# Task brief:
Gather every line of the records below that contains the string "paved", and copy each of those lines in full.

# Dataset records:
# # # # #

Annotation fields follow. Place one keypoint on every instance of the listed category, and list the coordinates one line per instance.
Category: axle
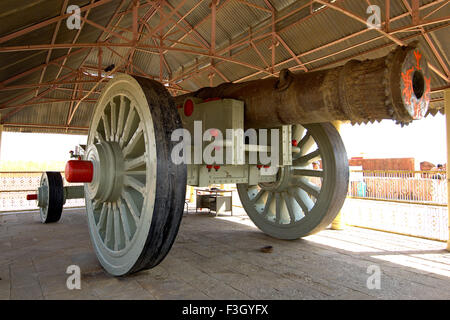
(396, 87)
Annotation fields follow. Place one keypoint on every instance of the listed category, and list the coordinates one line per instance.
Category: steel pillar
(447, 124)
(339, 222)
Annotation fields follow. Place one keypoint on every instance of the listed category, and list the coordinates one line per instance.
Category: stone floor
(220, 258)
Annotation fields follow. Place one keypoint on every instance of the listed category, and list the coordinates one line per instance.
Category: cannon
(144, 146)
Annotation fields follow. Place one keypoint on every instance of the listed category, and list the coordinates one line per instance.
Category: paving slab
(220, 258)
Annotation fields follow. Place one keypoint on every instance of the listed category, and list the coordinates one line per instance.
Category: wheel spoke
(132, 206)
(109, 228)
(303, 200)
(106, 126)
(134, 140)
(278, 208)
(308, 186)
(120, 122)
(308, 173)
(134, 183)
(291, 211)
(103, 213)
(297, 132)
(268, 203)
(307, 159)
(125, 223)
(99, 137)
(306, 144)
(113, 120)
(127, 128)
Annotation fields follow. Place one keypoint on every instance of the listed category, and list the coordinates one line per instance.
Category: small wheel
(51, 197)
(136, 198)
(305, 198)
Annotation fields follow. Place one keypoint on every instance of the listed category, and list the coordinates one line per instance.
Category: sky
(38, 146)
(423, 140)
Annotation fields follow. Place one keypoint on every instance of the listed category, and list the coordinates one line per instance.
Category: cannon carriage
(144, 146)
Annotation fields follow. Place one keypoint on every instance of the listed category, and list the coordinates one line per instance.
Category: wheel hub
(108, 166)
(282, 183)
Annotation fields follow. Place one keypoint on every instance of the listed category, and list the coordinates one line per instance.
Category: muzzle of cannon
(396, 87)
(135, 190)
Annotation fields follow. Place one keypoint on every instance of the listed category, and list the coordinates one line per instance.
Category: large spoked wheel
(135, 200)
(308, 195)
(51, 197)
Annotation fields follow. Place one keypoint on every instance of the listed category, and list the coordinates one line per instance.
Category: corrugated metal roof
(305, 28)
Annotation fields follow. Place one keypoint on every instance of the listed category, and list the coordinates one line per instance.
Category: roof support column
(447, 125)
(338, 222)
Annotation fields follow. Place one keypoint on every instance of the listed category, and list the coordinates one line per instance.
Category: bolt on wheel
(135, 200)
(307, 196)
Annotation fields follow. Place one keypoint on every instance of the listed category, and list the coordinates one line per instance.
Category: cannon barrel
(396, 87)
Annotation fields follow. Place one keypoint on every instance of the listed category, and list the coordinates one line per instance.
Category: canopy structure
(53, 69)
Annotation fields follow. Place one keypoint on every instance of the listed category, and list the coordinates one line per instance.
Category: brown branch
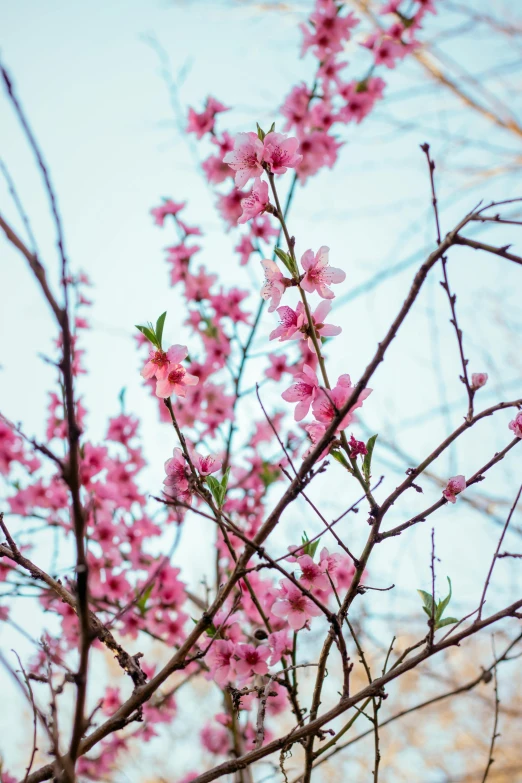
(478, 476)
(495, 556)
(495, 723)
(483, 677)
(129, 663)
(451, 297)
(377, 685)
(497, 251)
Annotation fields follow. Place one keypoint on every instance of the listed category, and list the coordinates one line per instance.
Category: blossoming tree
(272, 619)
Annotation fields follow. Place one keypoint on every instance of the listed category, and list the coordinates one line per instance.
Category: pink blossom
(252, 660)
(245, 159)
(357, 447)
(329, 401)
(319, 275)
(168, 207)
(454, 487)
(280, 152)
(256, 202)
(516, 425)
(206, 465)
(275, 284)
(295, 607)
(221, 662)
(288, 324)
(321, 329)
(303, 392)
(176, 470)
(157, 365)
(478, 379)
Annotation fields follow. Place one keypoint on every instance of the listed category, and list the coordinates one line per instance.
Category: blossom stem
(313, 335)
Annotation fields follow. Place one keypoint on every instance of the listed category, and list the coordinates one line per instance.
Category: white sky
(96, 100)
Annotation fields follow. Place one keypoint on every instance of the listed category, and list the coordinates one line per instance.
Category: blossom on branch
(454, 487)
(319, 274)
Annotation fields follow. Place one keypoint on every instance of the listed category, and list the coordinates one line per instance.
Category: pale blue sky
(92, 88)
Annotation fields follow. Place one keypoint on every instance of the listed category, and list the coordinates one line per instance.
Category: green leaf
(141, 603)
(367, 462)
(269, 474)
(149, 334)
(341, 459)
(285, 258)
(444, 602)
(218, 492)
(224, 480)
(309, 548)
(427, 600)
(160, 323)
(446, 621)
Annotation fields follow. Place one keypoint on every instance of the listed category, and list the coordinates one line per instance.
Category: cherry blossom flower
(245, 159)
(275, 284)
(318, 274)
(176, 470)
(175, 381)
(288, 324)
(357, 447)
(280, 152)
(252, 660)
(221, 662)
(256, 202)
(157, 365)
(321, 329)
(328, 402)
(205, 465)
(478, 379)
(295, 607)
(454, 487)
(303, 392)
(516, 425)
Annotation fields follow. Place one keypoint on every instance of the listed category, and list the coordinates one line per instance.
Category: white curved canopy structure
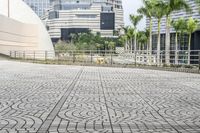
(23, 28)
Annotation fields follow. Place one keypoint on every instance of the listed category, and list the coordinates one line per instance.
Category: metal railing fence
(110, 57)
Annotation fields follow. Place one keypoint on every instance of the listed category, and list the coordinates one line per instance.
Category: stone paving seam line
(105, 101)
(47, 123)
(156, 111)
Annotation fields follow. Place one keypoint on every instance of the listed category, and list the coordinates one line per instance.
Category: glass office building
(65, 17)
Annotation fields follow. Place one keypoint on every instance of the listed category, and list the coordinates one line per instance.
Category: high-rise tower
(73, 16)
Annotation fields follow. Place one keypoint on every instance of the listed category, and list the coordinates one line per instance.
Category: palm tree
(135, 19)
(158, 13)
(192, 25)
(125, 36)
(131, 34)
(178, 26)
(147, 10)
(142, 39)
(172, 5)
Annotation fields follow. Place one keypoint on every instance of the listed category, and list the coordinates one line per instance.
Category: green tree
(179, 26)
(147, 10)
(192, 25)
(111, 45)
(172, 5)
(142, 39)
(130, 35)
(135, 19)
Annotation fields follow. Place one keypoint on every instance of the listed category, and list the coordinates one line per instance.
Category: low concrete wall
(17, 36)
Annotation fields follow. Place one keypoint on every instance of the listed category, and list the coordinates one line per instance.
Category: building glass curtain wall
(38, 6)
(65, 17)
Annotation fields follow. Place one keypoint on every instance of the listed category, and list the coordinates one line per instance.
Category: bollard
(10, 54)
(91, 57)
(111, 59)
(199, 60)
(46, 56)
(135, 59)
(24, 55)
(34, 56)
(73, 54)
(15, 54)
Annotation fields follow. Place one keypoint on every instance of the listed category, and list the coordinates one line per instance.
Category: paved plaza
(37, 98)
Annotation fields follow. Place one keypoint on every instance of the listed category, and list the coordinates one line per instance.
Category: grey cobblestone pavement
(38, 98)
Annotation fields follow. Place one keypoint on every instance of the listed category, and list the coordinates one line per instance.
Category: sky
(130, 7)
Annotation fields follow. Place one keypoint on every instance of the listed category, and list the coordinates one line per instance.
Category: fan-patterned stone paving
(38, 98)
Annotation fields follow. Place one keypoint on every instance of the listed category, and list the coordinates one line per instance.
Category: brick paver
(76, 99)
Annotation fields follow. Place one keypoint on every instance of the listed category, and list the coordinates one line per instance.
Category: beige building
(21, 29)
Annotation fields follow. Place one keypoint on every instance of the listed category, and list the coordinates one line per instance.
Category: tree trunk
(176, 49)
(158, 43)
(167, 40)
(189, 48)
(135, 44)
(131, 50)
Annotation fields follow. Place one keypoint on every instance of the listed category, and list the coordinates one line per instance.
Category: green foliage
(192, 25)
(88, 41)
(63, 46)
(179, 25)
(135, 19)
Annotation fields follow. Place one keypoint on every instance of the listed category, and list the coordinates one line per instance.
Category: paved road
(75, 99)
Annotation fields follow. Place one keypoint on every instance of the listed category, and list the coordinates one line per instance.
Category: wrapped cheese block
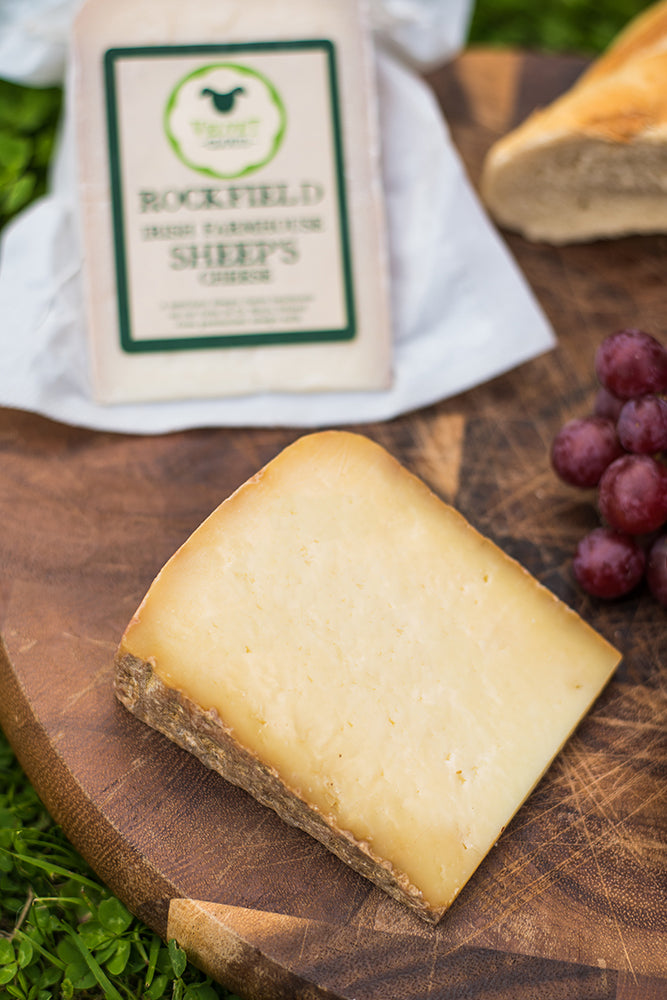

# # # # #

# Response to the task:
Category: paved plaza
Category: paved road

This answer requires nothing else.